**指示 1:** 『鳥瞰図』の劇評によると、この舞台の演出を担当したのは誰か答えよ。
**指示 2:** 『鳥瞰図』の劇評を、最後の文の後から書き継げ。

**本文:**
────────────────────────────────────────

早船聡作・演出の舞台を見るのは今回が初めてだった。演出は文学座の松本祐子。
とてもよくできた芝居だった。面白かった。ゆったりと劇の展開に身を任せつつ、楽しむことのできる芝居。2時間強の時間、眠くなることはなかった。じんわりとした満足感を味わう。

山本周五郎の連絡短編小説『青べか物語』から着想を得たという(ちなみにこの作品は山本周五郎作品の中で僕がもっとも好きな作品だ)。『青べか物語』は確か浦安、行徳あたりの土地がモデルだったが、『鳥瞰図』もディズニーランドに程近い、浦安近郊の海辺にあるうらぶれた釣り宿が舞台となっている。かつては豊かな自然の恵みを享受した漁村だったが、今では開発による埋め立てで漁業はすっかり衰退している。宅地造成などで町の風景はすっかりかわってしまった。

釣り人宿は寡婦となった年取った女将と、40台後半もしくは50台はじめの息子が切り盛りしている。息子は何年か前に離婚し、今は独身だ。この息子がこの釣り人宿の三代目となる。古くからあるこの釣り人宿は近隣の住民が立ち寄る集会所のような存在だ。女将には長女がいたが、その長女とは何十年も連絡を取っていない。その長女が交通事故で急死したという知らせが何日か前に入る。娘の死に女将は大きく動揺する。娘と今一緒に住んでいる息子は、女将の先夫の子供だった。船宿の主人は再婚の相手である。
女将が娘の死の知らせのショックからようやく立ち直ったころ、娘の長女、女将の孫娘が突然船宿を訪ねてくる。初めて会う孫娘を前に、女将の様子はあきらかにおかしい。孫娘もどこか心を閉ざしているようなところがある。また息子も何か秘密を抱えていることが暗示される。

前半部で提示される錯綜した人間関係のなぞは、サスペンスとして後半部に持ち越される。宙ぶらりんの状態で前半は過ぎるのだけれど、釣り宿での人々の日常的なやりとりが写実的にかつ喜劇的に提示させられていてフラストレーションを感じない。ちょっとさびれた船宿での人々のユーモラスなやりとりは、素朴でどこか懐かしさを感じさせる。

────────────────────────────────────────

**データ行:**
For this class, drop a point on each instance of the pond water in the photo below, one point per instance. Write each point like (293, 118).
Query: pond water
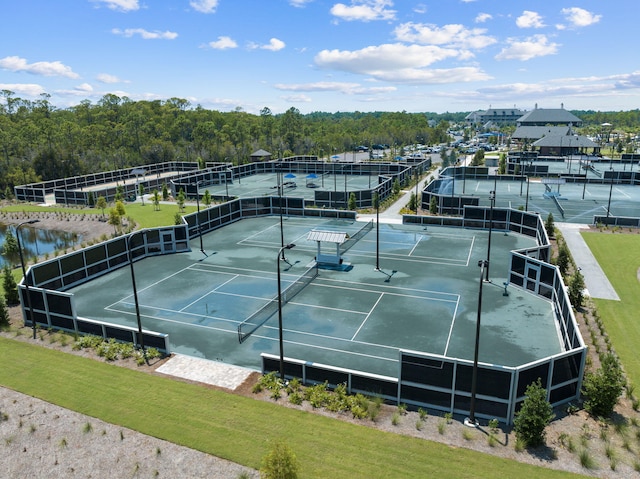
(35, 242)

────────────────────────────────────────

**解答 1:** 文学座の松本祐子。

**解答 2:**
前半の伏線は後半で徐々にゆっくりとあきらかにされていくのだけれど、明らかになる事実はとりわけ劇的なことがらではない。どちらかというとありふれた、程度の差こそあれ多くの人々がかかえていそうなレベルの個人的な問題。過去および現在の自分の行動へのやましさ、そして恋愛。
時とともに変化してしまった港町の風貌と同じように、過去の記憶も変化していく。しかしその記憶にまつわる思いは、時によってその色合いは変化しても、決して消え去ってしまうことはない。やましさは、決して落ちないしみのように、時折心の奥ではげしくうずく。
この劇の登場人物の多くは,何らかのかたちで恋愛に起因する傷を負っている.離婚経験者が3名,浮気がばれて離婚の危機にあるのが1名.

海辺の町の変化を背景に、釣宿の三世代の人間の抱く心の葛藤を鮮やかに、ニュアンス豊かに描く優れた脚本、演出の舞台だった。渡辺美佐子、浅野一之という名優の役者力が遺憾なく発揮されている。とりわけ渡辺美佐子の可愛らしさは尋常ではない。

同時代シリーズ、第一弾、予想以上に充実した舞台だった。あとの二本も楽しみになってきた。
早船聡が主宰するサスペンデッズの公演も見ておきたくなった。